Entries shown section start

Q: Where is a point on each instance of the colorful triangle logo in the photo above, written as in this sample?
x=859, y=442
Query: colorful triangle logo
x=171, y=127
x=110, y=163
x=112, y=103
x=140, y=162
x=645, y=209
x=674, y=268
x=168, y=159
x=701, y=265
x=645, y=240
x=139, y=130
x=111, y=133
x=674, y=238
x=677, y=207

Entries shown section end

Return all of the data above, keeping every line exactly as it appears.

Solution to this exercise:
Q: Where is a point on each instance of the colorful triangle logo in the photo above, written as in this sample?
x=859, y=442
Query: colorful triangle logo
x=171, y=127
x=110, y=163
x=112, y=103
x=140, y=162
x=645, y=209
x=674, y=268
x=168, y=159
x=701, y=265
x=645, y=240
x=139, y=130
x=111, y=133
x=674, y=238
x=677, y=207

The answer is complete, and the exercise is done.